*TASK REQUIREMENTS*
In the section on the spectral theorem below, what kind of numbers are the matrix entries, unless stated otherwise?

[Start of GIVEN PASSAGE]

The Spectral Theorem

Section 6.4 The Spectral Theorem

Subsection 6.4.1 Orthogonal diagonalizability

Diagonalizable matrices are great. If we can write \(A = PDP^{-1}\text{,}\) with \(D\) a diagonal matrix, then we can learn a lot about \(A\) by studying the diagonal matrix \(D\text{,}\) which is easier. It would be even better if \(P\) could be chosen to be an orthogonal matrix, because then \(P^{-1}\) would be very easy to calculate (because of Theorem 6.3.5).

We emphasize that, except where we explicitly state otherwise, the matrices in this section have real numbers as their entries. The ideas of this section can be developed for matrices with complex entries, but the results are not exactly the same, and we will not do that here.

[End of GIVEN PASSAGE]
[Start of DATASET CONTENT]

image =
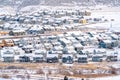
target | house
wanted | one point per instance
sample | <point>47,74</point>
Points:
<point>35,30</point>
<point>97,58</point>
<point>8,42</point>
<point>38,56</point>
<point>82,58</point>
<point>67,58</point>
<point>17,32</point>
<point>17,53</point>
<point>65,42</point>
<point>78,47</point>
<point>7,55</point>
<point>51,58</point>
<point>112,56</point>
<point>24,59</point>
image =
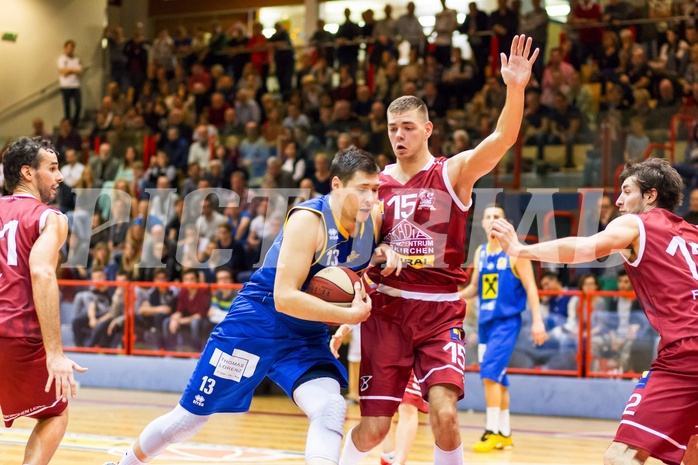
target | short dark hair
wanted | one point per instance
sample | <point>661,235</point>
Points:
<point>224,269</point>
<point>24,152</point>
<point>350,160</point>
<point>408,103</point>
<point>190,271</point>
<point>656,173</point>
<point>550,275</point>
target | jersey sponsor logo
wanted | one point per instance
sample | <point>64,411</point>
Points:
<point>352,256</point>
<point>490,288</point>
<point>643,381</point>
<point>502,263</point>
<point>332,234</point>
<point>457,334</point>
<point>415,247</point>
<point>233,366</point>
<point>426,199</point>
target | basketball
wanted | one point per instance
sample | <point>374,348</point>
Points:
<point>334,284</point>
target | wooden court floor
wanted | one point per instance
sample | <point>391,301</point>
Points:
<point>104,422</point>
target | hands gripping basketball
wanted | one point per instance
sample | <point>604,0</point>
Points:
<point>360,307</point>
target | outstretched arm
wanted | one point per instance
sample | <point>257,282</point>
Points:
<point>467,167</point>
<point>621,235</point>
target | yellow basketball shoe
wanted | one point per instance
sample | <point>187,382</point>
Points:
<point>505,442</point>
<point>488,442</point>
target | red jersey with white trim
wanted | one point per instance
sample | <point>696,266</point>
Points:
<point>21,220</point>
<point>424,222</point>
<point>665,274</point>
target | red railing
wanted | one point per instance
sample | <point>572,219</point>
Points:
<point>671,146</point>
<point>584,337</point>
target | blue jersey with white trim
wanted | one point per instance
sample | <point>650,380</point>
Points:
<point>496,274</point>
<point>339,249</point>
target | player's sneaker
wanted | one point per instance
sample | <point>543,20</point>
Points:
<point>488,442</point>
<point>506,442</point>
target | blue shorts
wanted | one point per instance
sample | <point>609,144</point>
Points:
<point>249,344</point>
<point>498,337</point>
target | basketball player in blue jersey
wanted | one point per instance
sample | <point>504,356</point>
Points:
<point>275,329</point>
<point>503,285</point>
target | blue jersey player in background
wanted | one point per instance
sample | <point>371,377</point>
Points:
<point>275,329</point>
<point>504,285</point>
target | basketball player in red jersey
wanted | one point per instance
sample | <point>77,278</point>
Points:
<point>38,376</point>
<point>659,249</point>
<point>417,319</point>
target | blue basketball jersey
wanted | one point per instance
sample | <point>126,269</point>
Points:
<point>339,249</point>
<point>501,292</point>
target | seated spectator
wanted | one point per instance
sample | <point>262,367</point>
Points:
<point>101,258</point>
<point>321,176</point>
<point>615,332</point>
<point>130,258</point>
<point>692,215</point>
<point>295,118</point>
<point>67,138</point>
<point>567,127</point>
<point>254,152</point>
<point>160,301</point>
<point>276,177</point>
<point>209,220</point>
<point>294,161</point>
<point>636,141</point>
<point>222,298</point>
<point>159,166</point>
<point>176,147</point>
<point>536,123</point>
<point>97,310</point>
<point>190,314</point>
<point>103,165</point>
<point>109,330</point>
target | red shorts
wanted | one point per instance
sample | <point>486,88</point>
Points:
<point>23,365</point>
<point>413,396</point>
<point>661,414</point>
<point>402,335</point>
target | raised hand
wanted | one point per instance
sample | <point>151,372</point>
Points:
<point>60,371</point>
<point>516,69</point>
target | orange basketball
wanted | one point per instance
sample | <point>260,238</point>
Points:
<point>334,284</point>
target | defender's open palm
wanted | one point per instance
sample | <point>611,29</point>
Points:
<point>60,370</point>
<point>360,306</point>
<point>516,69</point>
<point>504,232</point>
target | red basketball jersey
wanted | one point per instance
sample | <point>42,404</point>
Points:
<point>21,220</point>
<point>665,274</point>
<point>424,222</point>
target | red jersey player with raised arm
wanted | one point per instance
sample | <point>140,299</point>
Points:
<point>660,252</point>
<point>417,320</point>
<point>39,377</point>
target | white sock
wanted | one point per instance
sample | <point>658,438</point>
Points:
<point>452,457</point>
<point>130,458</point>
<point>492,419</point>
<point>504,423</point>
<point>389,457</point>
<point>350,454</point>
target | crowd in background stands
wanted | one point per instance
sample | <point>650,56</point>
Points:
<point>277,114</point>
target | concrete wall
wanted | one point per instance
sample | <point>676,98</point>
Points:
<point>30,63</point>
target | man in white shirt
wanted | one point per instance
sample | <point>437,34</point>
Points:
<point>70,70</point>
<point>72,170</point>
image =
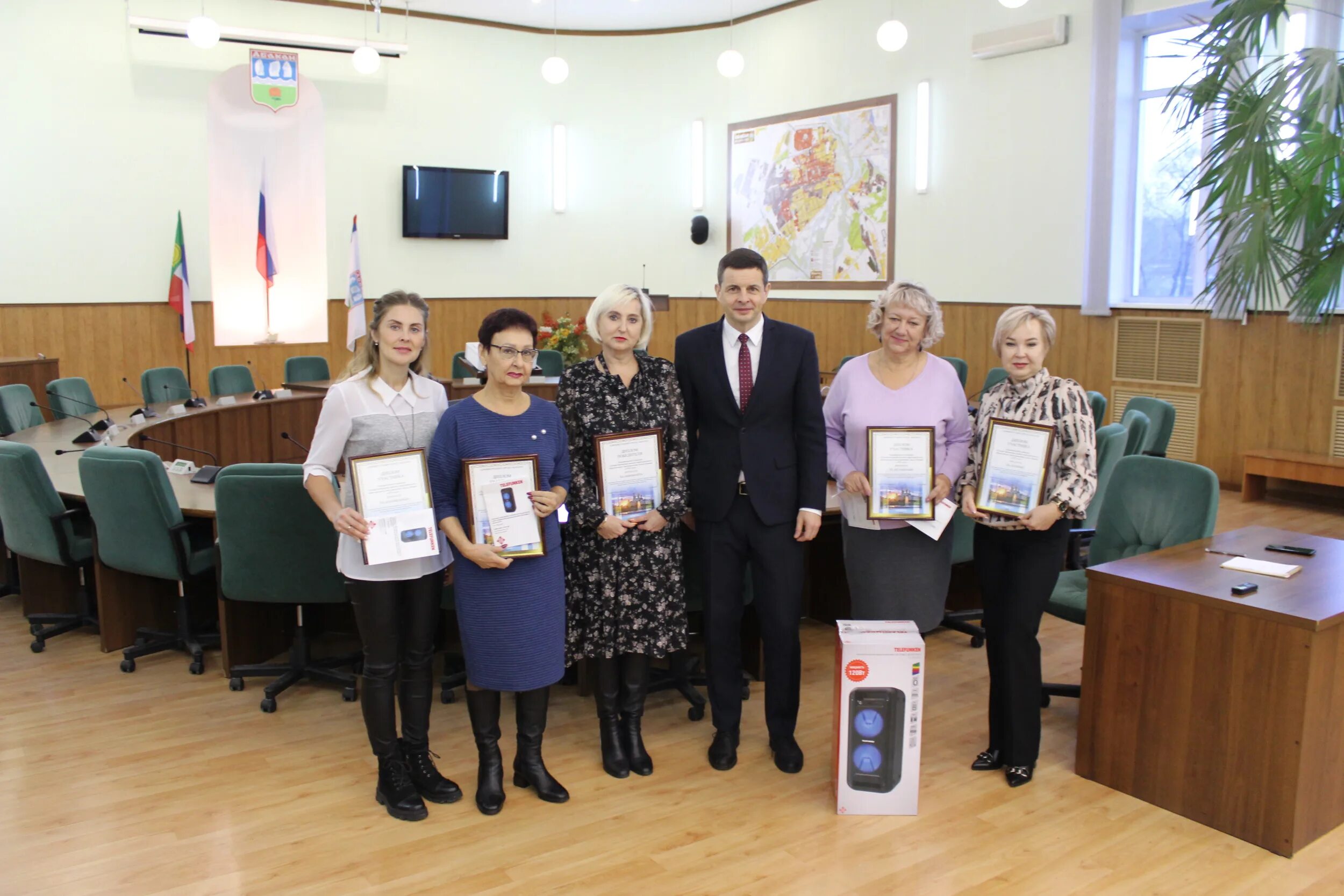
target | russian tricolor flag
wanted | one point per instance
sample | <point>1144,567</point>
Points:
<point>265,238</point>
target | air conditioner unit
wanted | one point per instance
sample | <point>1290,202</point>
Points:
<point>1036,35</point>
<point>259,38</point>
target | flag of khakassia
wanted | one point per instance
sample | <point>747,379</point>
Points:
<point>265,238</point>
<point>355,326</point>
<point>179,291</point>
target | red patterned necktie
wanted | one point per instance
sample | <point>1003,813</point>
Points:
<point>744,372</point>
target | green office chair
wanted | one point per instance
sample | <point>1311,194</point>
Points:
<point>1136,425</point>
<point>72,397</point>
<point>39,527</point>
<point>165,385</point>
<point>141,531</point>
<point>963,551</point>
<point>550,362</point>
<point>461,370</point>
<point>1152,503</point>
<point>277,547</point>
<point>1162,421</point>
<point>17,410</point>
<point>455,668</point>
<point>993,378</point>
<point>1111,448</point>
<point>1098,404</point>
<point>230,379</point>
<point>305,369</point>
<point>961,367</point>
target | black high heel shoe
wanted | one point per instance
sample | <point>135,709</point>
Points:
<point>987,761</point>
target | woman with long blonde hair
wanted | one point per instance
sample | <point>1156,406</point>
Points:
<point>385,402</point>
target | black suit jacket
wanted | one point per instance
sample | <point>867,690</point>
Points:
<point>780,442</point>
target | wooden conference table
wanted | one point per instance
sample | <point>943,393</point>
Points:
<point>246,432</point>
<point>1229,711</point>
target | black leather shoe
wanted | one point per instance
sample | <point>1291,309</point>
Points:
<point>484,709</point>
<point>608,695</point>
<point>528,769</point>
<point>987,761</point>
<point>724,751</point>
<point>397,792</point>
<point>425,777</point>
<point>788,754</point>
<point>635,684</point>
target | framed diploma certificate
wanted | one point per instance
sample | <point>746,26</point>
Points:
<point>1012,477</point>
<point>498,508</point>
<point>391,492</point>
<point>901,472</point>
<point>630,472</point>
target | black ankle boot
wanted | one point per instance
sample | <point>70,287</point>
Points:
<point>528,768</point>
<point>635,687</point>
<point>426,779</point>
<point>608,695</point>
<point>484,709</point>
<point>397,792</point>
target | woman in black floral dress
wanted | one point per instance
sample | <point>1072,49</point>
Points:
<point>623,578</point>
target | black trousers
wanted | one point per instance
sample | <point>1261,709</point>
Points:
<point>397,622</point>
<point>1018,571</point>
<point>776,561</point>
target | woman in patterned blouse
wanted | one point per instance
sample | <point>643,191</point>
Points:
<point>624,586</point>
<point>1018,558</point>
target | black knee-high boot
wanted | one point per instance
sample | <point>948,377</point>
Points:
<point>608,696</point>
<point>484,709</point>
<point>528,768</point>
<point>635,688</point>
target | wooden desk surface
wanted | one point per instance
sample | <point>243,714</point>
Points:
<point>1311,599</point>
<point>195,500</point>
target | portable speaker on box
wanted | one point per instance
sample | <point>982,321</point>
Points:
<point>880,688</point>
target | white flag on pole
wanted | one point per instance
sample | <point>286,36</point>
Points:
<point>354,292</point>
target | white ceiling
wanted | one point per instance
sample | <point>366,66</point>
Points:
<point>590,15</point>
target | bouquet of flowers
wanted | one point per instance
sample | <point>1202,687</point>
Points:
<point>563,336</point>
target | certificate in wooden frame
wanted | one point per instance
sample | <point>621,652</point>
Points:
<point>1010,489</point>
<point>899,492</point>
<point>643,496</point>
<point>468,468</point>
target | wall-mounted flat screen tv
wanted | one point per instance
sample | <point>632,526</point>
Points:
<point>455,203</point>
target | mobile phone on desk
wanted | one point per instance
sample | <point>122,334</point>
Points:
<point>1292,548</point>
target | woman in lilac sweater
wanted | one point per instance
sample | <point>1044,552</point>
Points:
<point>897,571</point>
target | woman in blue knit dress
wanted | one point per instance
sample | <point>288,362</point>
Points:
<point>510,610</point>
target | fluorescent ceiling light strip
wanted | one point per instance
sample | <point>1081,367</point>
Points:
<point>174,28</point>
<point>923,138</point>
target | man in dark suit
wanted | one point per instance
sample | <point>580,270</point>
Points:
<point>759,485</point>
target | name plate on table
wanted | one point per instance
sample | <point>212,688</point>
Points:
<point>391,493</point>
<point>498,507</point>
<point>630,473</point>
<point>1012,477</point>
<point>901,472</point>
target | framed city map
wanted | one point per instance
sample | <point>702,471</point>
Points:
<point>811,191</point>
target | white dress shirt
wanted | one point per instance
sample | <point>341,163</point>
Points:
<point>732,348</point>
<point>366,417</point>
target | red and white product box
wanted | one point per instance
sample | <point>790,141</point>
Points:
<point>880,699</point>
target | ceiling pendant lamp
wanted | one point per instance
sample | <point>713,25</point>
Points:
<point>555,70</point>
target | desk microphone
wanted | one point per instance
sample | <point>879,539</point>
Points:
<point>195,401</point>
<point>101,425</point>
<point>291,439</point>
<point>206,475</point>
<point>262,394</point>
<point>84,439</point>
<point>144,412</point>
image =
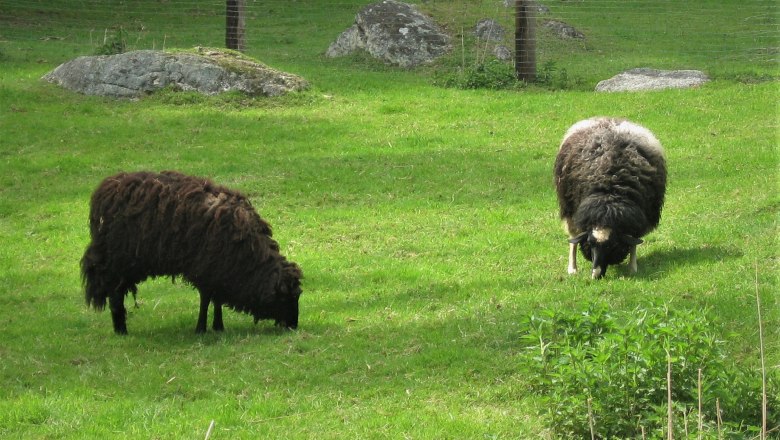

[End of DATASET CONTENT]

*ANSWER TO THE PROBLEM*
Real numbers.